» EXERCISE DETAILS: Copy out the whole forum thread about restic lock files, word for word.

» EXCERPTED TEXT:
** Begin **
May I understand what the locks do? I guess they are present to prevent from conflicting instances if you run multiple instances. And then the question, why aren’t they removed?
I intend to only run one instance with my rclone, every 12 hours for 1 machine.

Can i run --no-lock on my backup and snapshot commands as well without problems? Are there any other dangers doing this?

MichaelEischer · August 2, 2020, 3:15pm

The --no-lock option has no effect for commands that modify the repository. I’d also advise against using that flag unless there’s a good reason why it is not possible to use locks, like a readonly backend.

The lock files ensure that concurrent operations on a repository don’t interfere with each other. These serve primarily as a mean to prevent conflicts between backup runs which add data to the repository and prune/rebuild-index which remove data. Without these lock files the conflicting operations could severely damage the repository.

There are two main reasons why lock files are not removed: Either restic is terminated before it has shutdown properly or the backend temporarily failed to delete a lock file. The latter case currently triggers a bug where restic creates a new lock file every five minutes but fails to cleanup old lock files (see https://github.com/restic/restic/issues/2715). If you’re hit by that specific problem, then the backup command will print lots of complaints about failed lock file deletions.
** End **
» RECORD SET:
** Begin **
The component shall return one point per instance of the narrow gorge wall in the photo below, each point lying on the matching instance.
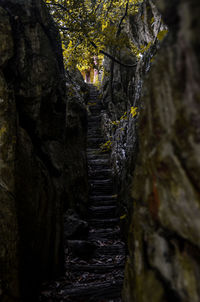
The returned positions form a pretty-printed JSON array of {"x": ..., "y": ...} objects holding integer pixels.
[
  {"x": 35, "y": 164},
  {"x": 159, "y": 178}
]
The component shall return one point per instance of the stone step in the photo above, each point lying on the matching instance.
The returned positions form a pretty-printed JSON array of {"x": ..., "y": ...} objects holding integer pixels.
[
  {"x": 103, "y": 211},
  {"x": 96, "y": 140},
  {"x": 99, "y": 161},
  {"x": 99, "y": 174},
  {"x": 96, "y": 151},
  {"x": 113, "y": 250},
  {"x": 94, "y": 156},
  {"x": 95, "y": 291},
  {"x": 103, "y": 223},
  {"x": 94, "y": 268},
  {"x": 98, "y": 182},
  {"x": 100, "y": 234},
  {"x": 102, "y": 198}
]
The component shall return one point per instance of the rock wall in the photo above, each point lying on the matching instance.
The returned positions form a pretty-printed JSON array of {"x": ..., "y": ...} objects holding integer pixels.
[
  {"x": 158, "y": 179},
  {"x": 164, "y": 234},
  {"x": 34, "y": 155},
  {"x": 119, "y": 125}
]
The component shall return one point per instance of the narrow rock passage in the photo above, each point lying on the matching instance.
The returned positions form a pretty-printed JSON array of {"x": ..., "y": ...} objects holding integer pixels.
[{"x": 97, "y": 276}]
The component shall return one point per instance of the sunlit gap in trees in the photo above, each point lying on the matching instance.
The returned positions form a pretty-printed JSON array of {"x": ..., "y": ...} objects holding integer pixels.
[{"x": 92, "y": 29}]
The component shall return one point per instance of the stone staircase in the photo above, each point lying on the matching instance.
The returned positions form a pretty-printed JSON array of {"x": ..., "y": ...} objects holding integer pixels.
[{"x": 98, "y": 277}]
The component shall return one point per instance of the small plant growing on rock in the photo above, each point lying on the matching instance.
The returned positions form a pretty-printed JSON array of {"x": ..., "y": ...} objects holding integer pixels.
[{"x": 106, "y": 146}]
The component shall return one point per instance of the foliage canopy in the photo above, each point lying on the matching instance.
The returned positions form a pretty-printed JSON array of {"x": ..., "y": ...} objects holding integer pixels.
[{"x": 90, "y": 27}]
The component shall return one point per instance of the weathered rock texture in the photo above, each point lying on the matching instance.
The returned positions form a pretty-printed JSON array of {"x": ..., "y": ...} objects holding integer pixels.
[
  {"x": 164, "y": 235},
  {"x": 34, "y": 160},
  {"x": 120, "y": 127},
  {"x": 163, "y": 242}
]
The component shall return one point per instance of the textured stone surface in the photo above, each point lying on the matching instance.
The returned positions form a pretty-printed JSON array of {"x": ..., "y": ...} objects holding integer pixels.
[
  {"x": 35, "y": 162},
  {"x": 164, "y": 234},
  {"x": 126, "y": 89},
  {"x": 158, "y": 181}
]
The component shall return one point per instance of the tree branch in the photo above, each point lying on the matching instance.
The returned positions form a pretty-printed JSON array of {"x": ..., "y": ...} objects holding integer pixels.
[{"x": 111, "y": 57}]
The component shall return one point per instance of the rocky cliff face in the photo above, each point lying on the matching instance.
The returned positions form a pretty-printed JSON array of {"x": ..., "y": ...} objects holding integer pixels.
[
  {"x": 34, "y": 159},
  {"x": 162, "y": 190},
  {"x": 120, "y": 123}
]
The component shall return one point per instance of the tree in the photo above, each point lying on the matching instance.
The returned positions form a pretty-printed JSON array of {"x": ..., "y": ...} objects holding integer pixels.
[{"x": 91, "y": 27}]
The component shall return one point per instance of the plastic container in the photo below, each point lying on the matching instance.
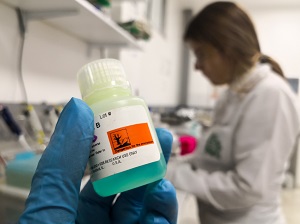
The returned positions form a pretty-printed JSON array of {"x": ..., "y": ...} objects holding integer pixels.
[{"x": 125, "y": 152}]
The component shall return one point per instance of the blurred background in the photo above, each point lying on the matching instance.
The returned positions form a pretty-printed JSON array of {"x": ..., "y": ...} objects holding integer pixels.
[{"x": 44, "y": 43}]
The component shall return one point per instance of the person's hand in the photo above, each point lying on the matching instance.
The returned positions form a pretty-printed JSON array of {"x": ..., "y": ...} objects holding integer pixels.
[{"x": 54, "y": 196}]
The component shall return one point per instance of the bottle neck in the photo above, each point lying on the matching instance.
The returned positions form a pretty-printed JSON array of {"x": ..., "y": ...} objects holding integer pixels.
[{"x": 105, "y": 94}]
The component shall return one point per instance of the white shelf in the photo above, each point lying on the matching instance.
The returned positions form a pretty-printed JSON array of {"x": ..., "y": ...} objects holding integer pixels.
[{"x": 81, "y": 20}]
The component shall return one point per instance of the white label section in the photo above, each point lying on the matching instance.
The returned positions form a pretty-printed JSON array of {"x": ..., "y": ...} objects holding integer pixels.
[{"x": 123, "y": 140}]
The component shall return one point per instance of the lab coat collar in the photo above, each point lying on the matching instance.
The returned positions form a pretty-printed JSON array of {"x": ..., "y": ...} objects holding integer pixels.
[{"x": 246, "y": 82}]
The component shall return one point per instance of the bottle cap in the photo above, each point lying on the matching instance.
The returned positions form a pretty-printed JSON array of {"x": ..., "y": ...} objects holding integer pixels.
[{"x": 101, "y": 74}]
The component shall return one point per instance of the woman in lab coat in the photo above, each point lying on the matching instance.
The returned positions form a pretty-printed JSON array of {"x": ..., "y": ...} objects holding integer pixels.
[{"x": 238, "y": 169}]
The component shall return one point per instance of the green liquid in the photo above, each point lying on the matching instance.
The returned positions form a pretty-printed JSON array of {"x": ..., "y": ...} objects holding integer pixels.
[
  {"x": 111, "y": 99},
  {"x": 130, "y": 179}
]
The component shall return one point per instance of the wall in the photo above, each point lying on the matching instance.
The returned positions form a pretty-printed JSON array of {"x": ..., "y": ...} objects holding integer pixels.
** End **
» THE ANSWER:
May I understand what the locks do? I guess they are present to prevent from conflicting instances if you run multiple instances. And then the question, why aren’t they removed?
I intend to only run one instance with my rclone, every 12 hours for 1 machine.

Can i run --no-lock on my backup and snapshot commands as well without problems? Are there any other dangers doing this?

MichaelEischer · August 2, 2020, 3:15pm

The --no-lock option has no effect for commands that modify the repository. I’d also advise against using that flag unless there’s a good reason why it is not possible to use locks, like a readonly backend.

The lock files ensure that concurrent operations on a repository don’t interfere with each other. These serve primarily as a mean to prevent conflicts between backup runs which add data to the repository and prune/rebuild-index which remove data. Without these lock files the conflicting operations could severely damage the repository.

There are two main reasons why lock files are not removed: Either restic is terminated before it has shutdown properly or the backend temporarily failed to delete a lock file. The latter case currently triggers a bug where restic creates a new lock file every five minutes but fails to cleanup old lock files (see https://github.com/restic/restic/issues/2715). If you’re hit by that specific problem, then the backup command will print lots of complaints about failed lock file deletions.